- WORK REQUIRED:
Reproduce the data below verbatim from the line containing "Verify that every instance of the newborn" through its final line, and produce nothing more.

- RECORD EXCERPTS:
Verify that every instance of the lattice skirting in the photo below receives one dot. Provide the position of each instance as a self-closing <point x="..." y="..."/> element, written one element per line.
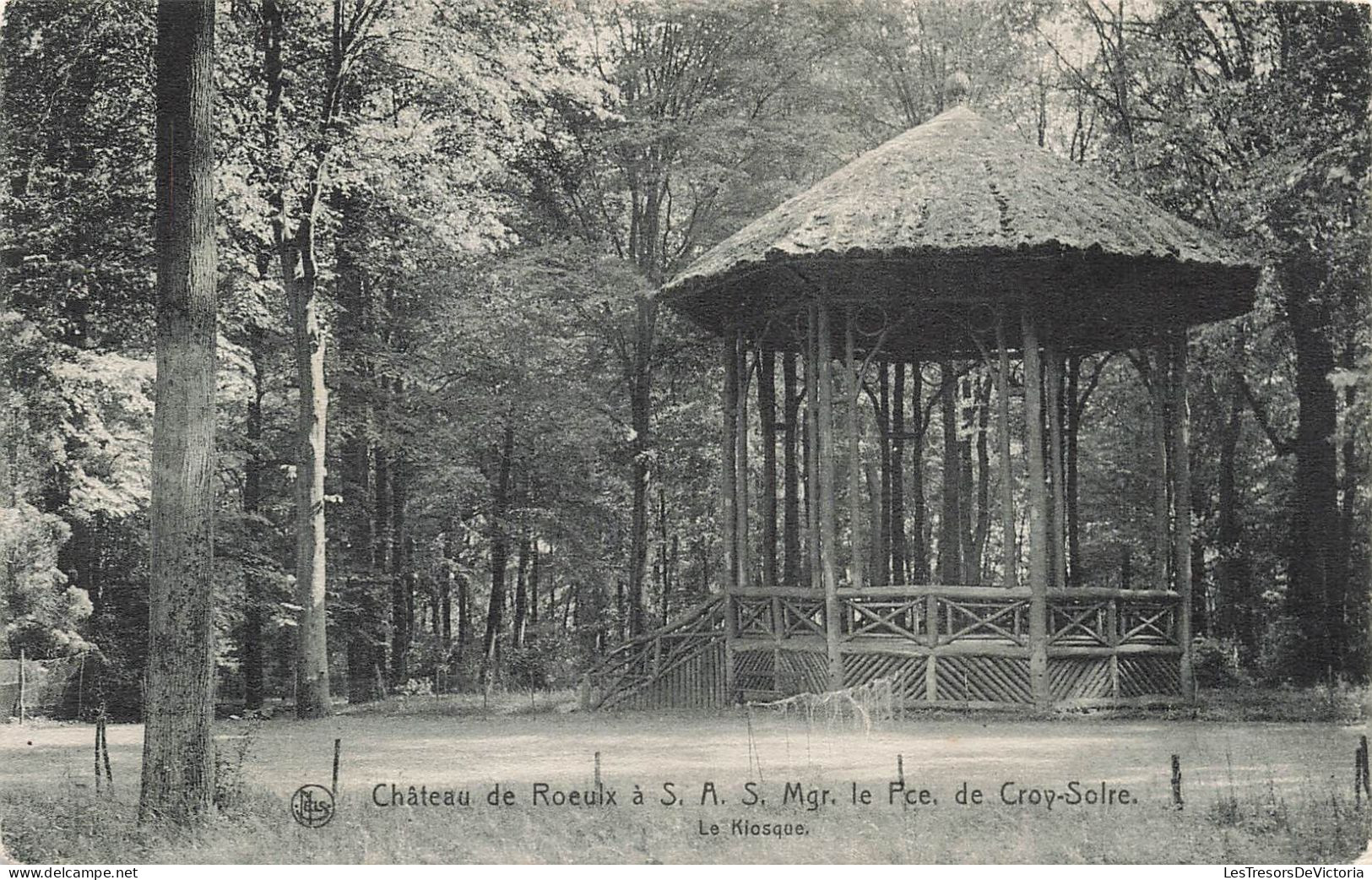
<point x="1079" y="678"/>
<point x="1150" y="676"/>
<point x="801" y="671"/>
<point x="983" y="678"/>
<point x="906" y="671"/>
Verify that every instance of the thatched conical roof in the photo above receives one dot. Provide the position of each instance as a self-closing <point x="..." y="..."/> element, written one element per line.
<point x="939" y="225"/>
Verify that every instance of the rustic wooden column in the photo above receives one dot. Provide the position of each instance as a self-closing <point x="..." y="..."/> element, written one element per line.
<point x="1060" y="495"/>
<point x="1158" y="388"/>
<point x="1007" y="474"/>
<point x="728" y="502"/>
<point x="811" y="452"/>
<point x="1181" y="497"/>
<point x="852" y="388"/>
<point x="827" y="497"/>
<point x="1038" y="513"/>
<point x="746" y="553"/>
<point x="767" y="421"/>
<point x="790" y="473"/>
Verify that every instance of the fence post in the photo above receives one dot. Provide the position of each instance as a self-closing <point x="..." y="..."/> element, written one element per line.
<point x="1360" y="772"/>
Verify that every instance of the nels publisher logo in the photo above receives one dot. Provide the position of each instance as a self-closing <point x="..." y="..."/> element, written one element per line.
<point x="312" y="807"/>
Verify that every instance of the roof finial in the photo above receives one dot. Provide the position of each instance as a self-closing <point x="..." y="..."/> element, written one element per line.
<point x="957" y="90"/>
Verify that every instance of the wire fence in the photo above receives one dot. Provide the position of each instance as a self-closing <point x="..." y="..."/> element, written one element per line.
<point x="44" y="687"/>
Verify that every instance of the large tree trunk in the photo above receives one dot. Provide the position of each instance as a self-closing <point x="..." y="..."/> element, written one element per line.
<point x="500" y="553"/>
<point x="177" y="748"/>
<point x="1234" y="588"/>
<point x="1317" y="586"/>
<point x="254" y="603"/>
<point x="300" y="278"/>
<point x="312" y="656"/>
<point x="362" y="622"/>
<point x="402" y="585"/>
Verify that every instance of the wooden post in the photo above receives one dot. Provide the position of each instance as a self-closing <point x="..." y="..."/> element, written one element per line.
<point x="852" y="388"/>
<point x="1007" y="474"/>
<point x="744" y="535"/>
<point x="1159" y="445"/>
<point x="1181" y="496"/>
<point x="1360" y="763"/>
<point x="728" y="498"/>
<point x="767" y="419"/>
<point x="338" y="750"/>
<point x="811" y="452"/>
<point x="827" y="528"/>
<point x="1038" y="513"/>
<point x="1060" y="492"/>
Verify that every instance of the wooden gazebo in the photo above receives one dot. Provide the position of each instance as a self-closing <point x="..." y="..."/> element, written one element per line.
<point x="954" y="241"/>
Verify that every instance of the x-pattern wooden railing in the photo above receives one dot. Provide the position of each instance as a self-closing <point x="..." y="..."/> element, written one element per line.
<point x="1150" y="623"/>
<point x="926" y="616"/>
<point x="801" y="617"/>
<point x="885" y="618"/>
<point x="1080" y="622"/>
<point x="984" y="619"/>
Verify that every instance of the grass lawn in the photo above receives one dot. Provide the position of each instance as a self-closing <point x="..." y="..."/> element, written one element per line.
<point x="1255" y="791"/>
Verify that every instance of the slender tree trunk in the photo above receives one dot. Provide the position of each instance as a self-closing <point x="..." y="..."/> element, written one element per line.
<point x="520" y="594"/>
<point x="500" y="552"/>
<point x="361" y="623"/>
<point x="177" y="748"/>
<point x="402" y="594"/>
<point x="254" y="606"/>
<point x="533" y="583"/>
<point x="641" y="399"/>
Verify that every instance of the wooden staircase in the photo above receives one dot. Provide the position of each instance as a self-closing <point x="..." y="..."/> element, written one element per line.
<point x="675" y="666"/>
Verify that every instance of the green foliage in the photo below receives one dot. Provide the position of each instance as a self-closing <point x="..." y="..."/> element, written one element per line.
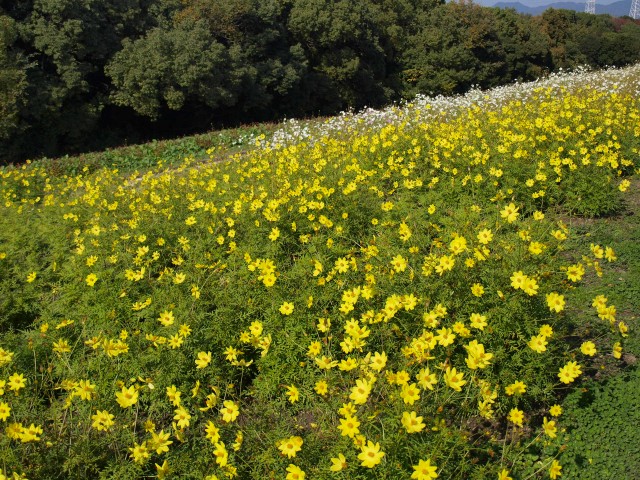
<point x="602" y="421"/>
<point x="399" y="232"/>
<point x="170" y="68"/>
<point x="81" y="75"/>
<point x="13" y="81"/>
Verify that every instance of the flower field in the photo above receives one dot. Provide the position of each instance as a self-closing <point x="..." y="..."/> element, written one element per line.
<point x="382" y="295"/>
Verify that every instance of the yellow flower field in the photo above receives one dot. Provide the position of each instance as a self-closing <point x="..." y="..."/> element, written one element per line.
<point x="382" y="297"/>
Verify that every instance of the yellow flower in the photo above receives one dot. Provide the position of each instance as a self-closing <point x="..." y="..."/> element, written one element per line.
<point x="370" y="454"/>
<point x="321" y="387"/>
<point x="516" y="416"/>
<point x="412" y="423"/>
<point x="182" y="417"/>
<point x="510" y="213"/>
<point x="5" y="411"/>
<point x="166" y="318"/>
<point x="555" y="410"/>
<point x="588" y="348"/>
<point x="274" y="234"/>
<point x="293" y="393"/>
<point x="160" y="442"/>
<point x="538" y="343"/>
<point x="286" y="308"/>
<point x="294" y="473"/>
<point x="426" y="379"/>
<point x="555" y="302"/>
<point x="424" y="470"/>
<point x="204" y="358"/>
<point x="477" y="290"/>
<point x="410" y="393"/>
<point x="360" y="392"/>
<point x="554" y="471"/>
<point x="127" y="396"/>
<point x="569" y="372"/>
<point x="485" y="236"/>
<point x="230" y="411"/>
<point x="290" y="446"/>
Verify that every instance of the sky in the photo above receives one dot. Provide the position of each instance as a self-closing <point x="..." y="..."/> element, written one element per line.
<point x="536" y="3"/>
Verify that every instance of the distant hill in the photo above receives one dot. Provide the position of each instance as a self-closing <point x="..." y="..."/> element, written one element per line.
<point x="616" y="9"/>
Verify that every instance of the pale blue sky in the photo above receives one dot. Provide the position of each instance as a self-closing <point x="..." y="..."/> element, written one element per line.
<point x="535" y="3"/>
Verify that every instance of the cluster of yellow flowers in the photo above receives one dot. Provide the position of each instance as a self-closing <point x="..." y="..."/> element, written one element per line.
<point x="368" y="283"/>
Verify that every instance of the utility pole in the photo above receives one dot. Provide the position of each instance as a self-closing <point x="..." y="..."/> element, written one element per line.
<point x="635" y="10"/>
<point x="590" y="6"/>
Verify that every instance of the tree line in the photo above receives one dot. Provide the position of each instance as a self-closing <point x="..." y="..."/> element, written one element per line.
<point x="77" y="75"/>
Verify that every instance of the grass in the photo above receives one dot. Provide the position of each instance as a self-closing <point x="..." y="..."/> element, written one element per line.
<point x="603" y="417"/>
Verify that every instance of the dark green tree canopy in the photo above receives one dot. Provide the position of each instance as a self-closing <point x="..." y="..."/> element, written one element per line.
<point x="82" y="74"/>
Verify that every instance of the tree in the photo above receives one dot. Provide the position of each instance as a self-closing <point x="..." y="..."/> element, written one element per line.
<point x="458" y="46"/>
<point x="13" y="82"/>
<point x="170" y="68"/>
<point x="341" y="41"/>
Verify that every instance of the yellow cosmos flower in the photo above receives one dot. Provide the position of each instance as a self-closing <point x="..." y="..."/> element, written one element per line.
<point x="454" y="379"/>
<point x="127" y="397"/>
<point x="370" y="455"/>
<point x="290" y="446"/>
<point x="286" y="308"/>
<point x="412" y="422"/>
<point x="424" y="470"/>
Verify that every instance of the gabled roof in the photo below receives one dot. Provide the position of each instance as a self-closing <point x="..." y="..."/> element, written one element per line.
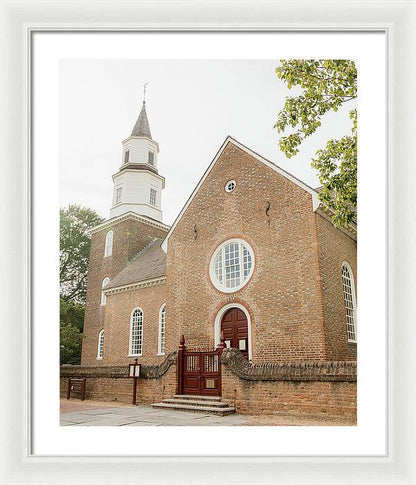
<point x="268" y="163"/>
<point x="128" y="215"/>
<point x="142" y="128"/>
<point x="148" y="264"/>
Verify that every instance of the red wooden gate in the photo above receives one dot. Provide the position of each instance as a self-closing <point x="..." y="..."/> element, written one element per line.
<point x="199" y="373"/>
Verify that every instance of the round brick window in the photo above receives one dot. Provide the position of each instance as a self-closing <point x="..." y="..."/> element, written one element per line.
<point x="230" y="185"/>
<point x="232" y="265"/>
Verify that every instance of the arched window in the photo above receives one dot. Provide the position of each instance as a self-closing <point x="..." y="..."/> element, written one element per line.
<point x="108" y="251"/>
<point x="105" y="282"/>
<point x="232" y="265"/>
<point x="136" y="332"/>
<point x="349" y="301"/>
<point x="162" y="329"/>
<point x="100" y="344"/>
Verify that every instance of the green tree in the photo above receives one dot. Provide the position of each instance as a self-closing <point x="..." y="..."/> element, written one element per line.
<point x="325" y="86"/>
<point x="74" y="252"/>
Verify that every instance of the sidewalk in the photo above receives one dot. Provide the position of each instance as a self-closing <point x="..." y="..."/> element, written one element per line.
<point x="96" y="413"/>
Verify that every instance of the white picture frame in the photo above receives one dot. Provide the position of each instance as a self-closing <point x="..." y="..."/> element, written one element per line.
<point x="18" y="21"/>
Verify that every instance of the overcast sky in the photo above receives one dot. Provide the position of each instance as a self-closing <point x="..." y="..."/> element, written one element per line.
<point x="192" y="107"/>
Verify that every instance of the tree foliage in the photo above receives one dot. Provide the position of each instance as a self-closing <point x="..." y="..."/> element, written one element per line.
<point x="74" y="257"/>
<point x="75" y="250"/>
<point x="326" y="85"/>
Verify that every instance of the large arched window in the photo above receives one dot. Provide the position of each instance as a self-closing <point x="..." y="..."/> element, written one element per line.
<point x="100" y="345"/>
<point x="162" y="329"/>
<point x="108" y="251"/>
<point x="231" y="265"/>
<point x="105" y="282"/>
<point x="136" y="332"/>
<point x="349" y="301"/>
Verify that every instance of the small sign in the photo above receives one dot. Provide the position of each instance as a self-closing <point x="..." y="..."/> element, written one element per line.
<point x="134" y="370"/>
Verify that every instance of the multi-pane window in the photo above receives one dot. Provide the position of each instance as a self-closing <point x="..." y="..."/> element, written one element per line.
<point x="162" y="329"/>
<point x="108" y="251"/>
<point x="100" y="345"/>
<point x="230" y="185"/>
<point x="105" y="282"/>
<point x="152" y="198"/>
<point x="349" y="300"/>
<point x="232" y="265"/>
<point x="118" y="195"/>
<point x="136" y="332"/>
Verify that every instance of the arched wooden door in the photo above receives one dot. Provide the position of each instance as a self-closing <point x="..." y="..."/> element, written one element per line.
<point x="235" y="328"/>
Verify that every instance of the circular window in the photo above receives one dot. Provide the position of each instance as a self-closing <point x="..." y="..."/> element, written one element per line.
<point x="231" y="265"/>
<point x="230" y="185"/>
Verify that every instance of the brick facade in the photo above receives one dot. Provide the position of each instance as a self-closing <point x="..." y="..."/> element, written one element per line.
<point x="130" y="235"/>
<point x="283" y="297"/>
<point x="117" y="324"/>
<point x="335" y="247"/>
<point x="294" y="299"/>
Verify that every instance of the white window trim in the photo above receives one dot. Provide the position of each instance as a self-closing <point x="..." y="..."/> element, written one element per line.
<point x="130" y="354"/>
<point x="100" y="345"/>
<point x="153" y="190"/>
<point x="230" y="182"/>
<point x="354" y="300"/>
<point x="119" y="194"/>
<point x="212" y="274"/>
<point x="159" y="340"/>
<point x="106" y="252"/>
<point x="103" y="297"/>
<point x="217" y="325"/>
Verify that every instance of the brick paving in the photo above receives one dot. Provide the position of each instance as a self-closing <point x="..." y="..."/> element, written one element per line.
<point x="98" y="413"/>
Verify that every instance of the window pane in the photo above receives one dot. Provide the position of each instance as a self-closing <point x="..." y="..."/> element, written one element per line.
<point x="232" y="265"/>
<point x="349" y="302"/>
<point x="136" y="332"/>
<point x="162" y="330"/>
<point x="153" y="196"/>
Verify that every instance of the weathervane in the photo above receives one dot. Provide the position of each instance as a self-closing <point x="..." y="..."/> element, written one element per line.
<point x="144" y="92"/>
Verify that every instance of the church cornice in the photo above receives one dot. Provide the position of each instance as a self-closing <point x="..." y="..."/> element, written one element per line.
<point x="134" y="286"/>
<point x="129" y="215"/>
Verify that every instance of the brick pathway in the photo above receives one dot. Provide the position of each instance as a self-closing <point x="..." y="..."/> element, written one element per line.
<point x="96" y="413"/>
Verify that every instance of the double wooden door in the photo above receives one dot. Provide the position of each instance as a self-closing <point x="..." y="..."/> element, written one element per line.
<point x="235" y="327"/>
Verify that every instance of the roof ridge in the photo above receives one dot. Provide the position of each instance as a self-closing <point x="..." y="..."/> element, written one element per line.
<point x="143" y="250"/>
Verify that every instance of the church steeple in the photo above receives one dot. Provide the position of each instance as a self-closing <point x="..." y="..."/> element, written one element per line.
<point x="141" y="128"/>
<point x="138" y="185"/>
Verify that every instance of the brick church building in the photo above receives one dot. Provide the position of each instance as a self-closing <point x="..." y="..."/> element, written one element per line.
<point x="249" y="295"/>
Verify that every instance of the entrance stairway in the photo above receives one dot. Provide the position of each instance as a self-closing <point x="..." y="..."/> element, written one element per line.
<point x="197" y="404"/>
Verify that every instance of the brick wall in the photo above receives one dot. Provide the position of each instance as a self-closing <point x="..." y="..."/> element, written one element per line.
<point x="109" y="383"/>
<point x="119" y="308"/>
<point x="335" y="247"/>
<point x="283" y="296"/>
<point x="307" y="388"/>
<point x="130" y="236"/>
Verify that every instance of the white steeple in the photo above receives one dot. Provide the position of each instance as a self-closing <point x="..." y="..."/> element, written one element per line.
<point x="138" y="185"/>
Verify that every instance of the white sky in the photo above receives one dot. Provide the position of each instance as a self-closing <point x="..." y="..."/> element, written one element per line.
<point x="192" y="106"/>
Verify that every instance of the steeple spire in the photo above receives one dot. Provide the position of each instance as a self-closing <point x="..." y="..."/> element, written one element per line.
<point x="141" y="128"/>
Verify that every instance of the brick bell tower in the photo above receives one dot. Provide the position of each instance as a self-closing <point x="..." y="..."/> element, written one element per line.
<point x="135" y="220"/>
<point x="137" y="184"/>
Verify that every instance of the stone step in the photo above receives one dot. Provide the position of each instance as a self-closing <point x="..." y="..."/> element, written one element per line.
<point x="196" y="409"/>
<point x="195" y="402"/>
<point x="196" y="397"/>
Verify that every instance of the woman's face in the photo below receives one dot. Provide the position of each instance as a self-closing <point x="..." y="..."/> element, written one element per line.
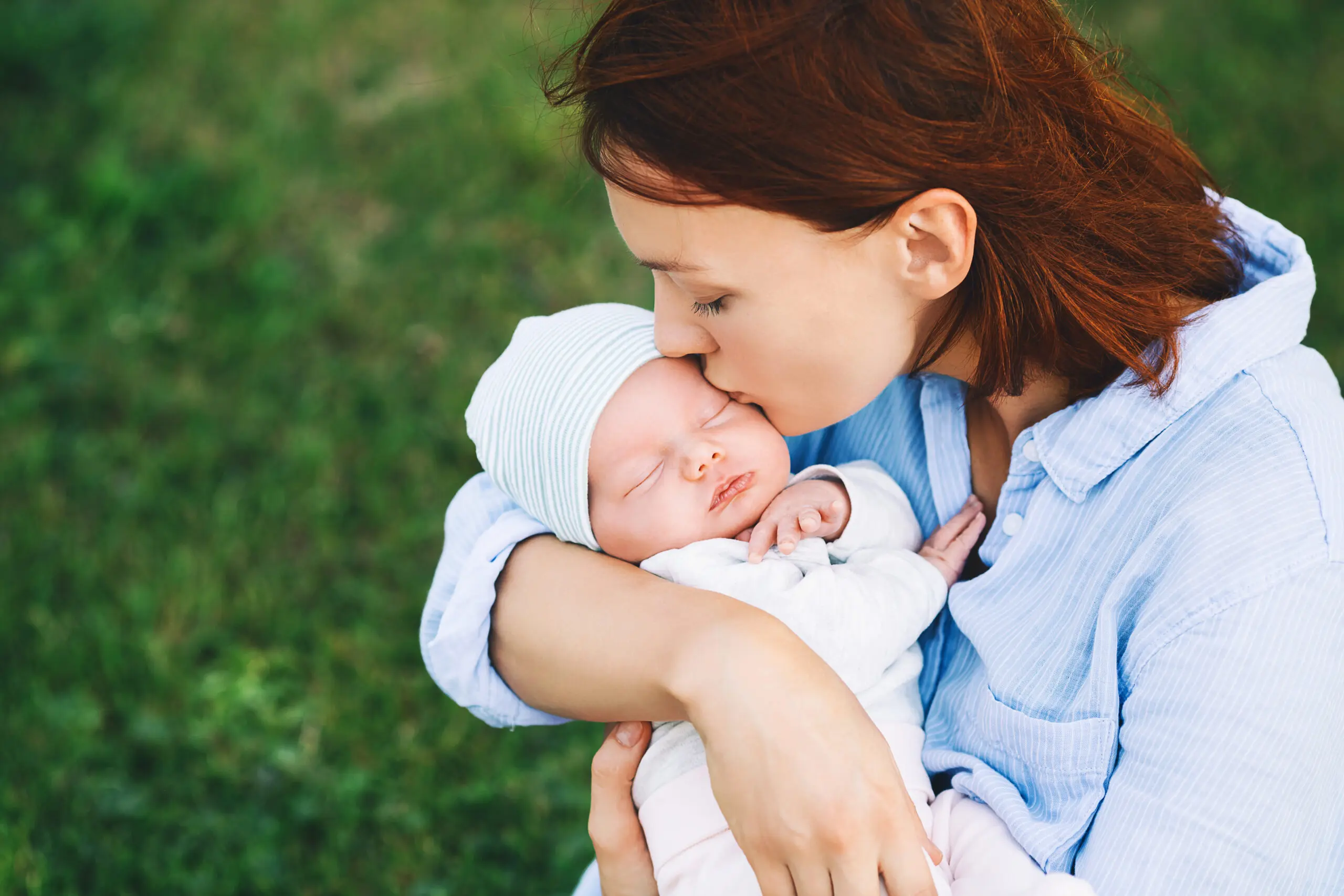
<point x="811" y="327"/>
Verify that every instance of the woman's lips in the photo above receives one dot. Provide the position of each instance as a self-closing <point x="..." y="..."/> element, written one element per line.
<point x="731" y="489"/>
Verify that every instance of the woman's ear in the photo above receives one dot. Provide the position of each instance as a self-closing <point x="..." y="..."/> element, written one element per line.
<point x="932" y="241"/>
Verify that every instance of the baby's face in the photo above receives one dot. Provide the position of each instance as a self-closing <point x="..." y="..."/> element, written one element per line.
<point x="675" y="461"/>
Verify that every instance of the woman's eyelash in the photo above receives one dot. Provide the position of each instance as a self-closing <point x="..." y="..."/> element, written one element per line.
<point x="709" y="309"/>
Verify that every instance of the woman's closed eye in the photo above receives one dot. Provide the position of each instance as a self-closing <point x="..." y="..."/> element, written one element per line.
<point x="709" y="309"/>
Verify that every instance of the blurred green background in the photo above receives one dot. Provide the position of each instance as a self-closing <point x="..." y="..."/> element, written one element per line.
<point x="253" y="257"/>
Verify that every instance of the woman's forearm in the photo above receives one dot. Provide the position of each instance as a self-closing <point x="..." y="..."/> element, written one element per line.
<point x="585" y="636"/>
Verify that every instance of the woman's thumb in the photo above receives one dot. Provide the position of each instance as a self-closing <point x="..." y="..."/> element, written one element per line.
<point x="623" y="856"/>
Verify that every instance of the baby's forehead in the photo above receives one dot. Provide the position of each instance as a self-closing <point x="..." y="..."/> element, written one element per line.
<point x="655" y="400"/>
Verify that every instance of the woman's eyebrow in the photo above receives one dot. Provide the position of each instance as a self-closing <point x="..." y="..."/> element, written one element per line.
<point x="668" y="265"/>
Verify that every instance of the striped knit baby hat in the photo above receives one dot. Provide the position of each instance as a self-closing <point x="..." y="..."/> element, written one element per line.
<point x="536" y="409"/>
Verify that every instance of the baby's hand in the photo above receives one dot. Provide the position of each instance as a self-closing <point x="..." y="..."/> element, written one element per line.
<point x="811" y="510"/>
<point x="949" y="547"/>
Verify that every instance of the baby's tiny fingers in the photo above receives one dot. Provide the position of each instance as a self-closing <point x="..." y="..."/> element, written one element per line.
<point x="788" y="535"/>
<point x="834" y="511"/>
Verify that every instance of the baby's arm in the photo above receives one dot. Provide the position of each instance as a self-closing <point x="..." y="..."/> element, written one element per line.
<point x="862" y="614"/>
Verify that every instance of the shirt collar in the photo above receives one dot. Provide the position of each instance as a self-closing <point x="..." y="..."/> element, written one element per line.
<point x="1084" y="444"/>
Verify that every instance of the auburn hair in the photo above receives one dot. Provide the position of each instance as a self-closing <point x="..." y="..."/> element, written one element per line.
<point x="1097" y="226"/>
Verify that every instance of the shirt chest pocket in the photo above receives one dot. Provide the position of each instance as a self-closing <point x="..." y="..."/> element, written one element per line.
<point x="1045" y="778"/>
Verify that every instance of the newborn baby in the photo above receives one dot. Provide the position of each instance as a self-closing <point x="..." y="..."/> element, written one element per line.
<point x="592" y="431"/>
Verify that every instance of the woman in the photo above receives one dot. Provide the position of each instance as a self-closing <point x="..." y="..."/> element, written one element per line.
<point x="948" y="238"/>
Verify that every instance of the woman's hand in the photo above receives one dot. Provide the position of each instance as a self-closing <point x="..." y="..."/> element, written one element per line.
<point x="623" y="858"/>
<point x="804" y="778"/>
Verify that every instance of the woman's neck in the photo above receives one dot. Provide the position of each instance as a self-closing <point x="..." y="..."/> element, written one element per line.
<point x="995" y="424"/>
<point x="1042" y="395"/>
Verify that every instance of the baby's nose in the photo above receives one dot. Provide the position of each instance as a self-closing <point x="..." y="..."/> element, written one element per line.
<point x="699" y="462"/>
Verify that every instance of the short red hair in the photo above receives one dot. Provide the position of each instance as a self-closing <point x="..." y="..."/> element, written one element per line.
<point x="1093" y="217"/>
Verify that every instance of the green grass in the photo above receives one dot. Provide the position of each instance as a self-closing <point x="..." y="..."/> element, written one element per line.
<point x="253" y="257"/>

- EXERCISE SOLUTION:
Verify that every instance of the newborn baby in the photo above receives one dot. Provide the position of each instance as a self-closing <point x="..." y="..."/> element, written one element per line.
<point x="592" y="431"/>
Verify that every instance of the woman in the photo above receives one dot. Provide the position of each instance as a self-closing <point x="..." y="..."/> element, written one element per line.
<point x="948" y="238"/>
Verify that every instance of the woman's hand in the photo above receives one dot. Provide the position of each instance as a self-closing <point x="..." y="..."/> element, written one element per line.
<point x="623" y="858"/>
<point x="804" y="778"/>
Verify that every instance of the woman's neck in the photo above receives one dot. Provide the position of each instance as a self-closing <point x="..." y="..."/> element, written one element per line.
<point x="995" y="424"/>
<point x="1042" y="395"/>
Verify that every instance of the baby's nose in the photo above receives one dot. Provide the position of each instance as a self-closing <point x="..." y="..."/> element, written one element per line.
<point x="699" y="462"/>
Verify that every instance of the short red hair in the photo above receives one dot. Provide the position of each instance as a self-closing <point x="..." y="..."/> element, written one element per line.
<point x="1093" y="217"/>
Verify that every instance of the green grass in the photo above receives one dot. Provide the position of each instance as a self-closing <point x="..." y="..."/> element, written one element per line.
<point x="253" y="257"/>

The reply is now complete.